▶ **ROWS**

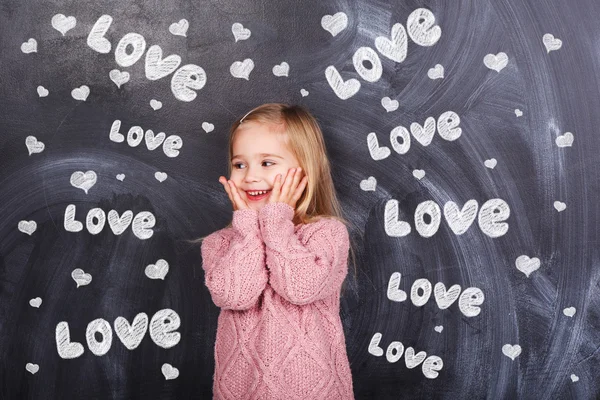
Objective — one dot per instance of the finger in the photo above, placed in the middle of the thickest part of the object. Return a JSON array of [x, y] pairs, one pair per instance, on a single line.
[[276, 189], [235, 193], [297, 177], [226, 186], [300, 188], [288, 181], [241, 198]]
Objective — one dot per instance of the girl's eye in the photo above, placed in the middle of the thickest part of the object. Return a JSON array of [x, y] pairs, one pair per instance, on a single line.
[[235, 165]]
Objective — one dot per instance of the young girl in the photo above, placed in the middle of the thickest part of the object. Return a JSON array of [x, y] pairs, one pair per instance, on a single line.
[[277, 270]]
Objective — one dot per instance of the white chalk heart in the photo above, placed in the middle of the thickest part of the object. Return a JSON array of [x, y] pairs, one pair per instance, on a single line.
[[160, 176], [208, 127], [335, 23], [569, 311], [491, 163], [157, 67], [63, 24], [559, 205], [565, 140], [29, 46], [42, 91], [80, 277], [179, 28], [32, 368], [496, 61], [158, 270], [436, 72], [527, 265], [81, 93], [394, 49], [551, 42], [392, 225], [511, 351], [418, 173], [389, 104], [377, 153], [36, 302], [368, 184], [155, 104], [343, 89], [33, 145], [239, 32], [119, 77], [27, 227], [169, 371], [394, 293], [282, 69], [83, 181], [242, 69]]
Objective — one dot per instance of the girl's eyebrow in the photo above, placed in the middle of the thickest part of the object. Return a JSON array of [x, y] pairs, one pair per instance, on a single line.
[[262, 155]]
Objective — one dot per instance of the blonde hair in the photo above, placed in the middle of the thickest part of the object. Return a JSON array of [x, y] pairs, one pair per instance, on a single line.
[[305, 140]]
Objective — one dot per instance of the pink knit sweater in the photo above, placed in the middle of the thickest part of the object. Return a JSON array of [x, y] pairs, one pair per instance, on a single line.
[[279, 333]]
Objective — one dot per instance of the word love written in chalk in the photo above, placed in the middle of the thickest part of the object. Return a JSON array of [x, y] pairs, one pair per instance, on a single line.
[[135, 135], [394, 352], [184, 82], [447, 127], [162, 327], [421, 29], [96, 219], [420, 293], [491, 216]]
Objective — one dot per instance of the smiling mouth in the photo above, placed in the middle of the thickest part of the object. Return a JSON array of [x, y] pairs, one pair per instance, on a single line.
[[260, 194]]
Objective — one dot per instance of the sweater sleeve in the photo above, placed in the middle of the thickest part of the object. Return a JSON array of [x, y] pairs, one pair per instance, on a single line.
[[308, 270], [234, 262]]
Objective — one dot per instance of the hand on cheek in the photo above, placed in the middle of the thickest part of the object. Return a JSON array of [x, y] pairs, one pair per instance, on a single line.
[[290, 190]]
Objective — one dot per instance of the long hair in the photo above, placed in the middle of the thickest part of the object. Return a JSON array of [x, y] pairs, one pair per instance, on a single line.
[[305, 140]]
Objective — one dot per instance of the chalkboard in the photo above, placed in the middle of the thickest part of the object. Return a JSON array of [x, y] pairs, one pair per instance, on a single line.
[[463, 137]]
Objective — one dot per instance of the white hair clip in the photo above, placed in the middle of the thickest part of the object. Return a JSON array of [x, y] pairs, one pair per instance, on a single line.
[[242, 120]]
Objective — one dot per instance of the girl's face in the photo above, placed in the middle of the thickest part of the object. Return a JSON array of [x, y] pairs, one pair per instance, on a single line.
[[259, 155]]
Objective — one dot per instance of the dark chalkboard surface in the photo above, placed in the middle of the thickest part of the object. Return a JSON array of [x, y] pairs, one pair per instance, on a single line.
[[464, 142]]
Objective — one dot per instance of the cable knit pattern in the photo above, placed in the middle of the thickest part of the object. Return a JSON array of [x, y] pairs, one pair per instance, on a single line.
[[279, 333]]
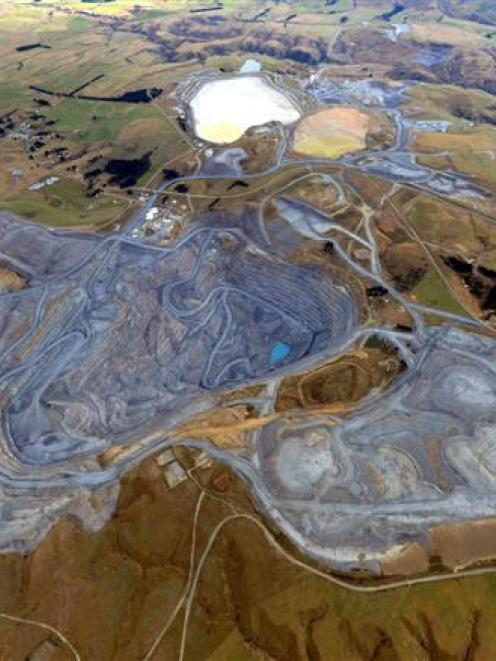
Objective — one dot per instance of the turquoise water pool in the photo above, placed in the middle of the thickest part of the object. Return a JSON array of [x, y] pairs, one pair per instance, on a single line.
[[279, 352]]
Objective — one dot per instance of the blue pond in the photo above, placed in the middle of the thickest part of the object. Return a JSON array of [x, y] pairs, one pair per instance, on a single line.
[[279, 352]]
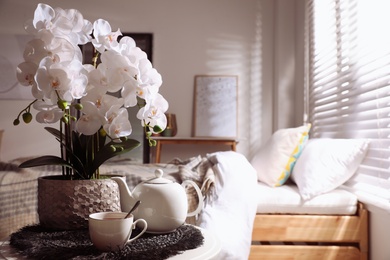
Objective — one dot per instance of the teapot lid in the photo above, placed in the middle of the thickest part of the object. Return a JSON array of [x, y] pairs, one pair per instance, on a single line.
[[158, 179]]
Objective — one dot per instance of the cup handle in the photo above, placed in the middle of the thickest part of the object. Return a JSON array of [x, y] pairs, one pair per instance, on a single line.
[[143, 230], [200, 196]]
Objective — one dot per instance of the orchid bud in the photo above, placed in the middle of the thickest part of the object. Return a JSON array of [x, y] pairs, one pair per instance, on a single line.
[[157, 129], [113, 148], [65, 119], [152, 142], [27, 117], [78, 106], [102, 132], [62, 104]]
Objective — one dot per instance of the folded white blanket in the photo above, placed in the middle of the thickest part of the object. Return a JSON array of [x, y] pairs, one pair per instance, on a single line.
[[230, 216]]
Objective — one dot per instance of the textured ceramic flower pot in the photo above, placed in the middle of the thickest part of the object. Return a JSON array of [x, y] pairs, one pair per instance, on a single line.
[[66, 204]]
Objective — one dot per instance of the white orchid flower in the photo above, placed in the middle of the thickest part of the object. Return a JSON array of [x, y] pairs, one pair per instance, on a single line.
[[153, 113], [118, 124], [104, 38], [52, 78], [48, 113], [91, 120], [71, 24], [118, 69]]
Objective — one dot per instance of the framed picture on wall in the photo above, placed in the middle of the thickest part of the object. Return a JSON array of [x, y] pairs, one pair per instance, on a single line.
[[215, 106], [11, 55]]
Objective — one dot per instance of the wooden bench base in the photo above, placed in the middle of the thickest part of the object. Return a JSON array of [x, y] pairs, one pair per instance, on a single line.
[[291, 237]]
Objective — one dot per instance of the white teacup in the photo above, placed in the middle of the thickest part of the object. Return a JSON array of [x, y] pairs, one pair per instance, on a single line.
[[111, 231]]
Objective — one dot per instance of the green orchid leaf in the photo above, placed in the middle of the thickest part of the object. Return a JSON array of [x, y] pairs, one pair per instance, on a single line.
[[45, 160], [107, 152], [55, 132]]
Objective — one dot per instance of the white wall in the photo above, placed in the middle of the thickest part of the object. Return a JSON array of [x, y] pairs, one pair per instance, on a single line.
[[190, 38]]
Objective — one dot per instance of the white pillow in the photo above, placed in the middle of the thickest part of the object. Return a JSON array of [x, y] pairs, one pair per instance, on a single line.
[[275, 160], [326, 163]]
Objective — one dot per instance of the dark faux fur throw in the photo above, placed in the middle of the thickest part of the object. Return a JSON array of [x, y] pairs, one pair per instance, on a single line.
[[39, 243]]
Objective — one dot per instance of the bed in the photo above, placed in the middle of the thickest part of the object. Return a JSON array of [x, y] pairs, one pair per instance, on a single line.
[[235, 209]]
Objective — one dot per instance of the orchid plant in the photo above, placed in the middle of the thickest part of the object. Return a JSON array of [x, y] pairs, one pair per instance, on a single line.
[[94, 124]]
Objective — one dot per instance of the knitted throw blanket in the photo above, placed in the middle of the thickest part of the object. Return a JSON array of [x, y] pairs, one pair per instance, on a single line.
[[36, 242]]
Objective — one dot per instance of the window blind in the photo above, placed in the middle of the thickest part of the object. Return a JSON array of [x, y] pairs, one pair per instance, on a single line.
[[348, 86]]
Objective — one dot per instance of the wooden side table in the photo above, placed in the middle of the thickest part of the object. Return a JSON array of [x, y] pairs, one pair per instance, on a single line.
[[193, 141]]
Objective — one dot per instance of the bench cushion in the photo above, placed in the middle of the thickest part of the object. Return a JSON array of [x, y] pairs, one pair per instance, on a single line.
[[286, 199]]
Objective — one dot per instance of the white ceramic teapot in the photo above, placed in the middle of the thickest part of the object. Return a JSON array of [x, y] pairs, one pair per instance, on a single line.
[[164, 203]]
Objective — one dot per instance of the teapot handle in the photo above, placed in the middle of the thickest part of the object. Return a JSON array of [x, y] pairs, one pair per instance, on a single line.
[[200, 196]]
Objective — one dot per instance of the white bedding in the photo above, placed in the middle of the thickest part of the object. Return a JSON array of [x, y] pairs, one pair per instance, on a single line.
[[287, 200], [230, 216]]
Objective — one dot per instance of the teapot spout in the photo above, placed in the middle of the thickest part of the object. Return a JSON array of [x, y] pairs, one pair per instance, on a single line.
[[126, 198]]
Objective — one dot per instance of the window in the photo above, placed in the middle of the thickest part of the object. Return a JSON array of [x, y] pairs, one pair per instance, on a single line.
[[348, 84]]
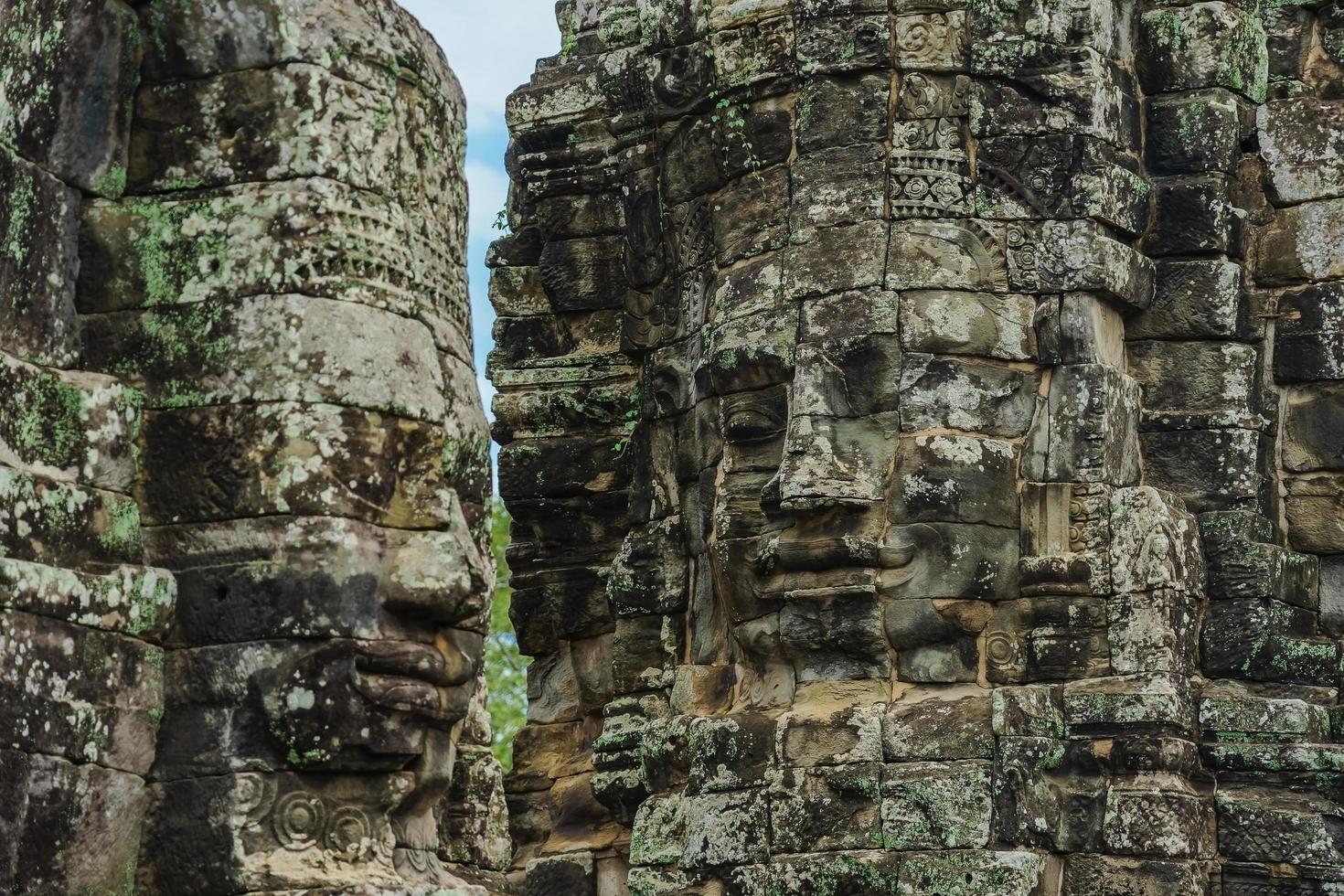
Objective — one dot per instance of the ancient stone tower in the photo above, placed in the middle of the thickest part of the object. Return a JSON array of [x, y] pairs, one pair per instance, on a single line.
[[923, 426], [242, 455]]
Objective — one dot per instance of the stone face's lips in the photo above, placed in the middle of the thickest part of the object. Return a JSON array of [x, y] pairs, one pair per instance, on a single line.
[[405, 658], [834, 554]]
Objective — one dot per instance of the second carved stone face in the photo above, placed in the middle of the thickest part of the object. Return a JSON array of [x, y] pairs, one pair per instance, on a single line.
[[862, 449]]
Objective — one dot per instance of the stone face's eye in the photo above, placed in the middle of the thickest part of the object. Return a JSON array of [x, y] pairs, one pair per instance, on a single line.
[[754, 415], [752, 423]]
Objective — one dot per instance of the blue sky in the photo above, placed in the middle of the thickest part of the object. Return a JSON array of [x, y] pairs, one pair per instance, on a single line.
[[492, 46]]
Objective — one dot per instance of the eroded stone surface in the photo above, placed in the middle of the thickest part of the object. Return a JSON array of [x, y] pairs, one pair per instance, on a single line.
[[234, 341], [958, 441]]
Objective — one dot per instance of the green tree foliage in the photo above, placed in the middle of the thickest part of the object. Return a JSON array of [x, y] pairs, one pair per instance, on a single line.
[[506, 670]]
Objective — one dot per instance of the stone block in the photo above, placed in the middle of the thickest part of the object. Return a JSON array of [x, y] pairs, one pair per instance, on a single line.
[[847, 378], [316, 460], [849, 315], [1049, 793], [1115, 876], [1227, 709], [1194, 132], [1089, 432], [837, 458], [1078, 257], [935, 805], [1243, 561], [1197, 298], [1301, 142], [729, 753], [69, 80], [1309, 336], [946, 254], [37, 266], [74, 427], [843, 43], [974, 873], [938, 726], [1155, 699], [725, 829], [832, 732], [953, 560], [834, 637], [94, 815], [273, 349], [1223, 469], [1031, 710], [949, 392], [1080, 328], [326, 578], [953, 478], [841, 111], [1035, 88], [752, 217], [1199, 384], [1161, 822], [1315, 509], [837, 260], [1061, 176], [308, 237], [1066, 539], [131, 600], [66, 526], [857, 873], [837, 186], [1195, 215], [78, 693], [1105, 26], [1304, 242], [957, 323], [1313, 429], [1204, 45], [1267, 827], [1153, 632], [299, 121], [826, 809]]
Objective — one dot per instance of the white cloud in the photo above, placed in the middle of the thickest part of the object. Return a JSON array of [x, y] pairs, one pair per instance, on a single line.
[[488, 191], [486, 395], [492, 45]]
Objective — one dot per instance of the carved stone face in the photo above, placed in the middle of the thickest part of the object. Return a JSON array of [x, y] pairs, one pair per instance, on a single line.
[[862, 443]]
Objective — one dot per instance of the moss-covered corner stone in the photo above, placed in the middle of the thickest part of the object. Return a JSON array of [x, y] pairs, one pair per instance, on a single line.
[[69, 71]]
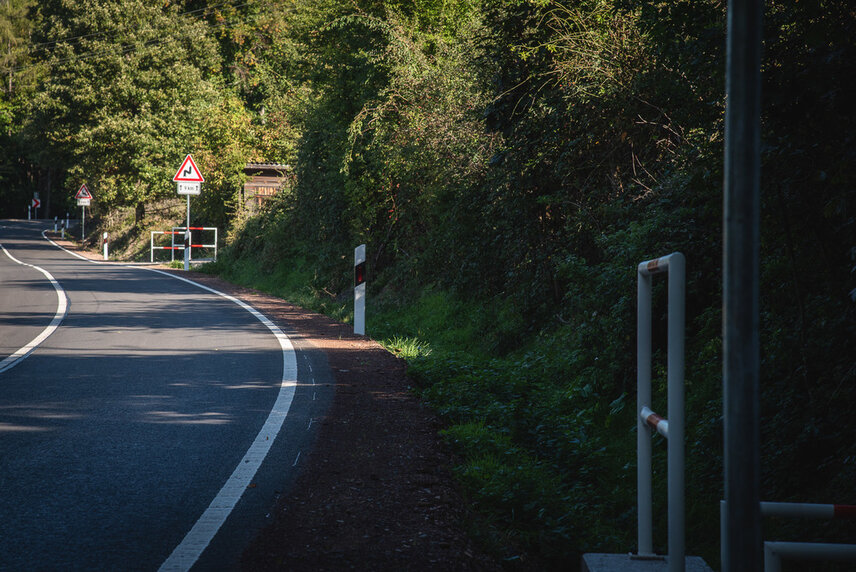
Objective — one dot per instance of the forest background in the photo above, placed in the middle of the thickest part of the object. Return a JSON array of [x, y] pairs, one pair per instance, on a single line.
[[508, 163]]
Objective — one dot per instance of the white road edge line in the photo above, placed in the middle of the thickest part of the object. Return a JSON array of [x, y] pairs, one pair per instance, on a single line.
[[61, 309], [185, 555]]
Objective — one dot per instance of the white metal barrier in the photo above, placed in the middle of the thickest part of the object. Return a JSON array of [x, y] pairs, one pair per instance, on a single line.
[[178, 231], [171, 248], [774, 552], [673, 428]]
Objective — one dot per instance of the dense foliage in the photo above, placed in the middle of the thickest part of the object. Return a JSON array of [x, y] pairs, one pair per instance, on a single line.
[[508, 163]]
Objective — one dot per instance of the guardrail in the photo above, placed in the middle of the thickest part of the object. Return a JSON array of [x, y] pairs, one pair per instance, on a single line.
[[775, 551], [173, 246], [647, 420]]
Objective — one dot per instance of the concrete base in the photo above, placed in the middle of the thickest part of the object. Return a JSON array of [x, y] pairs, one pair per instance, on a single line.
[[624, 563]]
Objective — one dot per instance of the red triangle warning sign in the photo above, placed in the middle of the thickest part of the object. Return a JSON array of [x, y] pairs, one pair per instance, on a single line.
[[188, 172], [83, 192]]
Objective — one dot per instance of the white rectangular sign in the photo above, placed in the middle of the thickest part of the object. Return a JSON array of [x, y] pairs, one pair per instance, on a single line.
[[189, 188]]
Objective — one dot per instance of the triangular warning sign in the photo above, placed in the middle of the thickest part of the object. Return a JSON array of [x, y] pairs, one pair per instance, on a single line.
[[188, 172], [83, 192]]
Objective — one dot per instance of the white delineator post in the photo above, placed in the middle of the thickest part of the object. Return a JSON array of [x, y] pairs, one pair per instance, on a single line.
[[360, 290], [646, 419]]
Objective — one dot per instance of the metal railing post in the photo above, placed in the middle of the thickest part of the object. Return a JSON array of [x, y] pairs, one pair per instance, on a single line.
[[644, 469], [675, 265], [675, 365]]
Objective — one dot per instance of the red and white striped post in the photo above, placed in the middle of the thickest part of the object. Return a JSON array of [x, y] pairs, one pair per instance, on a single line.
[[187, 246], [360, 290], [673, 429]]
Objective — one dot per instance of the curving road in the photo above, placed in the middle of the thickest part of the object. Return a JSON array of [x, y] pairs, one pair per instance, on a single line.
[[141, 417]]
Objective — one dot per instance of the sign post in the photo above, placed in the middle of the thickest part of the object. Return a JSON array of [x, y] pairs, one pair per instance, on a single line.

▶ **DESCRIPTION OF THE TASK**
Return the data unchanged, word for word, starting at the line that contains "Objective — one dot per instance of the metal" and continuing through the last line of the data.

▶ **WRITTEN SOLUTION**
Objective — one dot per instance of the metal railing post in the photo above, placed in the middle of the thickest part of the object. Return a JSON array of [x, y] pairs, one pair per instance, on a single line.
[[644, 469], [675, 265], [675, 365]]
Objective — one dot per instance of the red and white striped post in the photo above, placed in the middle of the thickest part of the object. Return a JSON array of [x, y] pairs, one pair per instance, on a single line.
[[187, 246], [360, 290], [673, 429]]
Objective — one dot per instance of the curving road in the photo above, placed in the middle of the thickest part of the object. Return a JSON array of [x, y] pairs, one pair per instance, on a single line.
[[141, 417]]
Objective — one dot per instance of the sign post in the photo above, placed in the middle of the thickest part of the object. Return a JSON array of [x, y] pairs, one pair per instance, on a single line.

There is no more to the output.